Wink-Loving Independent School District is a public school district based in Wink, Texas, United States in Winkler County, Texas.  The district serves students in southern and western Winkler County along with all of Loving County.

Wink-Loving ISD was established in 1928 and in the following year built a two story Jr/High School with a mission revival styling designed by the Butler Company of Lubbock, Tx. In 1948 WLISD build a Band Hall and Cafeteria(now administration building). In 1959 they build a Elementary School. In 1962 WLISD build a gym and pool building. In 1978 WLISD extended the Elementary School. In 1981 expanded the gym adding a physical fitness center then 1982 built a new cafeteria and remodeled the old 1948 cafeteria turning into the administration building.                                                                
                                                                                                                                             In 2018, the school district was rated "failing" by the Texas Education Agency. The same Agency had rated the school district "academically acceptable" in 2009.

_MATERIAL SHOWN_:

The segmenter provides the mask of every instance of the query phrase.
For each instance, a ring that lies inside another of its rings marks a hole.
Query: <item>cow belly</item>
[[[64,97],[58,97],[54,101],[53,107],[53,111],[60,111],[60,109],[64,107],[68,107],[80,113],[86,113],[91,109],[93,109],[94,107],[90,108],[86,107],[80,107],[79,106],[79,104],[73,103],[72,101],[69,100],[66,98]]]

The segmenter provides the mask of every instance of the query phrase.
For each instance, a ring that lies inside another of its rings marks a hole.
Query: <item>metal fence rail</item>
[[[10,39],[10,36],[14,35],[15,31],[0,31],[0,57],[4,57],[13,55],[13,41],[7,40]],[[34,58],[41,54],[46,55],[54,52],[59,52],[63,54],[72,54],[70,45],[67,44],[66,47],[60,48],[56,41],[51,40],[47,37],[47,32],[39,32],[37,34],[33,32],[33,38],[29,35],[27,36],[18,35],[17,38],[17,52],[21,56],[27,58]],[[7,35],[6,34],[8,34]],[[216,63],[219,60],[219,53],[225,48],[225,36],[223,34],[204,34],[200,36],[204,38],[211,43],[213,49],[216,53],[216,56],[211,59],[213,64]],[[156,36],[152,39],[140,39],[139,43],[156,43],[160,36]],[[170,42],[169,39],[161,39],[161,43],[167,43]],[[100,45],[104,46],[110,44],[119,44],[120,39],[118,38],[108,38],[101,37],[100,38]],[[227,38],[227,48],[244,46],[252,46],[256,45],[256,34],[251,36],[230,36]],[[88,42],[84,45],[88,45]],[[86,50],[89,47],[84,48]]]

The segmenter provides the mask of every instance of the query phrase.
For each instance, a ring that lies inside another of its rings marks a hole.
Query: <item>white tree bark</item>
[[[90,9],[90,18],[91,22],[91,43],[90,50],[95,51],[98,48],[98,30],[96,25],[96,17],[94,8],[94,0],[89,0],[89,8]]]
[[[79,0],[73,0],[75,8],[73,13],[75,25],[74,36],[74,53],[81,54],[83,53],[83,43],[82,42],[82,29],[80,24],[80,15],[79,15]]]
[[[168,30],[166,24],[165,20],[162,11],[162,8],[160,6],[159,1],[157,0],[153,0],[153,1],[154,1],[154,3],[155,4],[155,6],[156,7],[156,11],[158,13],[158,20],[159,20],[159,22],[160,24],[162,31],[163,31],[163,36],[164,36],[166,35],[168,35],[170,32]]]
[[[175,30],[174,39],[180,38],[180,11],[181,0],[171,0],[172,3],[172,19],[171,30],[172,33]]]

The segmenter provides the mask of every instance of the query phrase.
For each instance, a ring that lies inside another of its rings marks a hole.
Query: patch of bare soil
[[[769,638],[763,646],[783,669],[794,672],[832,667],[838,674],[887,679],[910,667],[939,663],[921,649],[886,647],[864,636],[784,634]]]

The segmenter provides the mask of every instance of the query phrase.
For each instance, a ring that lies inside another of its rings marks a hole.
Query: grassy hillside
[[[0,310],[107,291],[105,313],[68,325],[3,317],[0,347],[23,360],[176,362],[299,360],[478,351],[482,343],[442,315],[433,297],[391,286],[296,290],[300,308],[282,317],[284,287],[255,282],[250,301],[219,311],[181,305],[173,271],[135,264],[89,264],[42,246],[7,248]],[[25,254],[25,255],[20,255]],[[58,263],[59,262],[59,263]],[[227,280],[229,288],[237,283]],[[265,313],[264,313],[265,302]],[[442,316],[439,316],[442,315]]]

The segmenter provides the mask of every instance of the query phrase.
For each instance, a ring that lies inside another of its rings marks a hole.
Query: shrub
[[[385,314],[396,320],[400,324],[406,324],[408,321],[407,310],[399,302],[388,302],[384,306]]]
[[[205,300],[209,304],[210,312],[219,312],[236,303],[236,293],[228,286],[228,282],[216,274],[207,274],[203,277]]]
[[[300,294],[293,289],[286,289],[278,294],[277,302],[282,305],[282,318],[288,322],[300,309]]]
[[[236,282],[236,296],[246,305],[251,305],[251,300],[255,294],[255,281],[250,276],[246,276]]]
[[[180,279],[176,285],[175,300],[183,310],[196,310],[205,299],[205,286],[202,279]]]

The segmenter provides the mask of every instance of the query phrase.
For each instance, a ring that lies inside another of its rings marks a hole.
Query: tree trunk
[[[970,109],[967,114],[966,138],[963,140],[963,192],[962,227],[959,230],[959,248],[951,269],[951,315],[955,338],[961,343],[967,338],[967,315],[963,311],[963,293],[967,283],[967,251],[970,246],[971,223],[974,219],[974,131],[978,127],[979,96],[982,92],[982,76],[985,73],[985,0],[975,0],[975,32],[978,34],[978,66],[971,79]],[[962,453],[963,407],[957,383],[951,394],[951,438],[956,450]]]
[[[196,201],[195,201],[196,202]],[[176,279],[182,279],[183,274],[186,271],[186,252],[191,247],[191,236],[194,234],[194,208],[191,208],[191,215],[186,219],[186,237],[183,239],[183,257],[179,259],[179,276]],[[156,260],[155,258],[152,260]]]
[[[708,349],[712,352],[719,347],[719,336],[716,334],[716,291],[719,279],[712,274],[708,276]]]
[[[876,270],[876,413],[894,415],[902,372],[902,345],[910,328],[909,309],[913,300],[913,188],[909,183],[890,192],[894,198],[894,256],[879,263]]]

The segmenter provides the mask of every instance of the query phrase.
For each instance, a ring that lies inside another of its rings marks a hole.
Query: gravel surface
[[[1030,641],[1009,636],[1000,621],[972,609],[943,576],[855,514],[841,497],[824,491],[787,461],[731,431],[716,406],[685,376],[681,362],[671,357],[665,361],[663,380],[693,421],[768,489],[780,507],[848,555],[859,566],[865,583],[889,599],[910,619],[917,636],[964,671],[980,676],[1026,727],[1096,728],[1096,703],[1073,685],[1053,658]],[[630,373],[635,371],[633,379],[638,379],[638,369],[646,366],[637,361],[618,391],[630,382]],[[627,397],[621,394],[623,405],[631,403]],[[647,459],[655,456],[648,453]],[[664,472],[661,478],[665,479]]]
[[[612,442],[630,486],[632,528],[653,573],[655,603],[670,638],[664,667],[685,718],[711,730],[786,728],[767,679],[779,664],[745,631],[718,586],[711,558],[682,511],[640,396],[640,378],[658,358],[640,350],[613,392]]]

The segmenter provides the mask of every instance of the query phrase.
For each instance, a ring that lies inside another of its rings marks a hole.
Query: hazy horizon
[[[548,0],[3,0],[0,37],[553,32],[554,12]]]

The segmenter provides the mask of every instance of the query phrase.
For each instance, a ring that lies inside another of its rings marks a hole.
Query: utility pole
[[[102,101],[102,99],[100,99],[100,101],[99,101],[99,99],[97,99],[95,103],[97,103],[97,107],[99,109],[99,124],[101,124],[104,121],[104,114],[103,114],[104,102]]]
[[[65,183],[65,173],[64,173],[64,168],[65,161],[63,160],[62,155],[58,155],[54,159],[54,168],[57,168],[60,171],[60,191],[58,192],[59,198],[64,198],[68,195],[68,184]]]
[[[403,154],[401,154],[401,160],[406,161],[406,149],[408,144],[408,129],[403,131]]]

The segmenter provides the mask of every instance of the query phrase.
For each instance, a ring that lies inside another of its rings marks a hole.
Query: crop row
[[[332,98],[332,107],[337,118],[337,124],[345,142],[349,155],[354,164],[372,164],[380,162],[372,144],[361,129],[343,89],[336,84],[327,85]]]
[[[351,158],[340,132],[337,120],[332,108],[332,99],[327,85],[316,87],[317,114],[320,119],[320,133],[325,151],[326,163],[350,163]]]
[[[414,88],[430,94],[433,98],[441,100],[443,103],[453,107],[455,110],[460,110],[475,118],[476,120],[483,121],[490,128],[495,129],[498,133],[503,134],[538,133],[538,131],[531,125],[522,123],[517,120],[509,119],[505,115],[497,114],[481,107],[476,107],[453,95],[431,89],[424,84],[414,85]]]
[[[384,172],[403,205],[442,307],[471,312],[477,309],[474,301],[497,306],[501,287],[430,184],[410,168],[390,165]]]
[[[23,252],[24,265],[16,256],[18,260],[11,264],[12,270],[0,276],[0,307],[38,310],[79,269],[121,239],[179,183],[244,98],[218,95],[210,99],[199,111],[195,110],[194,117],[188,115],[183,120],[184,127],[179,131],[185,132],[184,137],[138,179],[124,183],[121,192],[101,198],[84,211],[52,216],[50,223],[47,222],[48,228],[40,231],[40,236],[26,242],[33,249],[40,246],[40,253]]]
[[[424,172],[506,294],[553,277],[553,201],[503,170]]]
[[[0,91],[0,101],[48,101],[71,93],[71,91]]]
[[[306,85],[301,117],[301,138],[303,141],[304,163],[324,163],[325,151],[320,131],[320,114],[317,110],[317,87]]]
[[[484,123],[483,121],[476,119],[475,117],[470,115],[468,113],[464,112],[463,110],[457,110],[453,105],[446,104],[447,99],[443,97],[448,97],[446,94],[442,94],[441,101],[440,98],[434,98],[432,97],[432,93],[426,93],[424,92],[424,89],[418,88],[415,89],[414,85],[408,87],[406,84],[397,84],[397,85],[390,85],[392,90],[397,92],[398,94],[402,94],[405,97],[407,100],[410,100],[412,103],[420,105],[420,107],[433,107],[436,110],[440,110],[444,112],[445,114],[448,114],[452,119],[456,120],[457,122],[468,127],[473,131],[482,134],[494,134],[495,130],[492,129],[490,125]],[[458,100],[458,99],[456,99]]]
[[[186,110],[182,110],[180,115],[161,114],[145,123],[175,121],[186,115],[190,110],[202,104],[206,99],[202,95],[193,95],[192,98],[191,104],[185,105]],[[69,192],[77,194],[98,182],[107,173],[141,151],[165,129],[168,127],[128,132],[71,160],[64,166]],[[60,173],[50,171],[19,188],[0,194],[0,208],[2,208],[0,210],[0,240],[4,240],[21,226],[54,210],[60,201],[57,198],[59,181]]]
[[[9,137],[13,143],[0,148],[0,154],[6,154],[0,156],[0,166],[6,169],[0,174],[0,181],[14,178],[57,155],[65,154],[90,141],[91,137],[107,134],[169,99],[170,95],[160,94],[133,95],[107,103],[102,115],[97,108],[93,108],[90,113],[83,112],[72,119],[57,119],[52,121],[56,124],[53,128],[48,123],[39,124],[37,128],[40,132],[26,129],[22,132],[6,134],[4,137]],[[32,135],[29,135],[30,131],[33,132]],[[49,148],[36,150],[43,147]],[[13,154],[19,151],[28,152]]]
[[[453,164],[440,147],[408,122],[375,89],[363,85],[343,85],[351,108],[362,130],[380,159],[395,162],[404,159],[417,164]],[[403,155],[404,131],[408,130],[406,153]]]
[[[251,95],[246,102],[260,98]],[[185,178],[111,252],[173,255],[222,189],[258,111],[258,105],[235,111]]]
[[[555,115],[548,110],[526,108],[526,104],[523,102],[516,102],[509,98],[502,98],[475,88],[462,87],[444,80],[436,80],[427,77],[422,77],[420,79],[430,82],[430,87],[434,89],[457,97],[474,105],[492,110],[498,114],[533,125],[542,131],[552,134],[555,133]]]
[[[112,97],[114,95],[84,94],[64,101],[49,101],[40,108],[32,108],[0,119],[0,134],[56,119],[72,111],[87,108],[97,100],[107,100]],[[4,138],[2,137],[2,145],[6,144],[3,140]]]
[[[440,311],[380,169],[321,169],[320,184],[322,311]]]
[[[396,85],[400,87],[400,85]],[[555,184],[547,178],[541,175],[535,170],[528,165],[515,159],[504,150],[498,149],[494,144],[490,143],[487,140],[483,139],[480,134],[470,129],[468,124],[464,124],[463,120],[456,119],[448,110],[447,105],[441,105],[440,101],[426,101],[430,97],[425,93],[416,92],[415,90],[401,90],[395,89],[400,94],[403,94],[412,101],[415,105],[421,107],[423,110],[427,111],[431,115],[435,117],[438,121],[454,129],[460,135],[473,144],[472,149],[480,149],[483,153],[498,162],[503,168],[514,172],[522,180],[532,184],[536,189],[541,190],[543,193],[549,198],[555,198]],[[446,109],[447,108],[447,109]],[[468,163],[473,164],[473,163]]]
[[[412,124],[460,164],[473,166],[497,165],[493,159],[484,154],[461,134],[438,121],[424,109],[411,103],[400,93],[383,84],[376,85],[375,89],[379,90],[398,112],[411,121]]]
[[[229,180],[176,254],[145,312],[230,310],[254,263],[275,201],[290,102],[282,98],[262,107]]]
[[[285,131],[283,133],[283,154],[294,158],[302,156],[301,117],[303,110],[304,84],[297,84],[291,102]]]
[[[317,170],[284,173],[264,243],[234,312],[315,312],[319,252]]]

_INSTRUCTIONS_:
• A. Set down the Wink-Loving school district passage word for word, from "Wink-Loving Independent School" up to and including "of Loving County.".
• B. Extend the Wink-Loving school district passage, picking up after its final sentence.

_THE REPLIES_:
• A.
Wink-Loving Independent School District is a public school district based in Wink, Texas, United States in Winkler County, Texas.  The district serves students in southern and western Winkler County along with all of Loving County.

• B.
In November 2018, Superintendent of Schools Scotty Carman and the Wink ISD school board voted 6-1 in favor of demolishing the historic, but decrepit 90-year-old high school building, auditorium addition, which was demolished along with the old high school building, to make room for future development. Demolition began in January, 2019.

In 2020, the school district voted to replace the 1959 Elementary School, 1948 Band Hall, 1948 Administration Building, and the 1982 cafeteria. In August 2021, the new band hall was opened.
The new Elementary School and Cafeteria opened to the 2022-2023 school year. The old Elementary is planned to be demoed after the asbestos is removed and a new admin building and auditorium will be built on the grounds.

Schools
Located in western Winkler County, the district has two campuses, both in Wink.

Wink High School (Grades 7-12) and 
Wink Elementary (Grades PK-6).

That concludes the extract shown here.